SUPPLIED DATA =>

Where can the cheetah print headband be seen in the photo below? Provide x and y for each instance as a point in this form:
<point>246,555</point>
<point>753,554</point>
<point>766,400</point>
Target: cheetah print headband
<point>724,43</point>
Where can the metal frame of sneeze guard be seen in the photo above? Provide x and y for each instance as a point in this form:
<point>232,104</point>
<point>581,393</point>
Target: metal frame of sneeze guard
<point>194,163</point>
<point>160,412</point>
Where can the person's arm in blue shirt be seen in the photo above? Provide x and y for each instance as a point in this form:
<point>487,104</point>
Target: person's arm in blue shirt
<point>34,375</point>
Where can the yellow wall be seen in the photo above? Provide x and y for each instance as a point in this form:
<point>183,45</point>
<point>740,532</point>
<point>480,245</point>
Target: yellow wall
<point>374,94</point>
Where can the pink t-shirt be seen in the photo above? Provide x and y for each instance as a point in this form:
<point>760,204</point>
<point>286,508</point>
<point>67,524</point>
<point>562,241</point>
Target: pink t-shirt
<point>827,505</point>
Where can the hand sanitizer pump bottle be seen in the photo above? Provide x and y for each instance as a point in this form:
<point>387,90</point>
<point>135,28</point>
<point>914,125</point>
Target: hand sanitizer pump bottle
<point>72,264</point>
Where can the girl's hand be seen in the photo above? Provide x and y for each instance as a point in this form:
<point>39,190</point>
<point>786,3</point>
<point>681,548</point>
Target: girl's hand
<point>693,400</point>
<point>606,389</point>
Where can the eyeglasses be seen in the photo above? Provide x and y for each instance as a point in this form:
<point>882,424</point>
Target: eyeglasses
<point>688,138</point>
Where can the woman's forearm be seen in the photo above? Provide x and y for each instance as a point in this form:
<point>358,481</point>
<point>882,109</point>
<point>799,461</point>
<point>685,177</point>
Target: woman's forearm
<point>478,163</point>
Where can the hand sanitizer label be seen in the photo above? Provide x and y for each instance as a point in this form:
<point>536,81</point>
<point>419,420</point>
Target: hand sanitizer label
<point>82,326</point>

TASK TO CARRY OUT => Render every line of the records above as a Markdown table with two columns, Row and Line, numbering the rows in order and leaving out blank lines.

ANSWER TO THIS TASK =>
| Row | Line |
|---|---|
| 1 | Where can the cheetah print headband be seen in the photo below? Provide x and y for each instance as a point in this form: |
| 2 | <point>246,555</point> |
| 3 | <point>753,554</point> |
| 4 | <point>766,400</point> |
| 5 | Target: cheetah print headband |
| 6 | <point>724,43</point> |
| 7 | Where can the metal frame of sneeze guard be seen in the photo above? Provide x and y for each instance as a point in this form: |
| 8 | <point>232,104</point> |
| 9 | <point>581,393</point> |
| 10 | Target: metal frame of sneeze guard |
| 11 | <point>194,163</point> |
| 12 | <point>160,412</point> |
| 13 | Where can the person's arm in blue shirt be seen in the photo above? Provide x and y for each instance as a point in this form: |
| 14 | <point>487,104</point> |
| 15 | Target: person's arm in blue shirt |
| 16 | <point>34,375</point> |
| 17 | Where can the yellow wall be seen in the photo above? Provide x and y for each instance as a point in this form: |
| 18 | <point>183,45</point> |
| 19 | <point>740,532</point> |
| 20 | <point>480,245</point> |
| 21 | Target: yellow wall |
| 22 | <point>374,94</point> |
| 23 | Where can the pink t-shirt be seen in the photo above? Provide x and y for each instance as a point in this form: |
| 24 | <point>760,204</point> |
| 25 | <point>286,508</point> |
| 26 | <point>67,524</point> |
| 27 | <point>562,241</point> |
| 28 | Target: pink t-shirt |
| 29 | <point>827,505</point> |
| 30 | Where can the hand sanitizer pump bottle be seen in the photo above? Provide x and y for each instance as a point in this form: |
| 31 | <point>387,90</point> |
| 32 | <point>135,28</point> |
| 33 | <point>914,125</point> |
| 34 | Target: hand sanitizer pump bottle |
| 35 | <point>72,264</point> |
| 36 | Where can the girl's hand be seen in the photo above? Provide x and y for each instance as a point in this form: |
| 37 | <point>39,190</point> |
| 38 | <point>786,3</point> |
| 39 | <point>681,548</point> |
| 40 | Target: girl's hand |
| 41 | <point>693,400</point> |
| 42 | <point>606,389</point> |
| 43 | Where can the eyeglasses be seen in the photo above? Provide x and y for each instance as a point in this form: |
| 44 | <point>882,424</point> |
| 45 | Target: eyeglasses |
| 46 | <point>688,138</point> |
| 47 | Where can the woman's forearm be seen in the photo above? Provide x and y for each instance as a point in this form: |
| 48 | <point>358,481</point> |
| 49 | <point>882,109</point> |
| 50 | <point>799,461</point> |
| 51 | <point>685,177</point> |
| 52 | Target: woman's forearm |
| 53 | <point>478,163</point> |
| 54 | Where can the hand sanitizer label be seen in the photo above? Provide x and y for each instance as a point in this form: |
| 55 | <point>536,81</point> |
| 56 | <point>419,420</point> |
| 57 | Target: hand sanitizer label |
| 58 | <point>82,326</point> |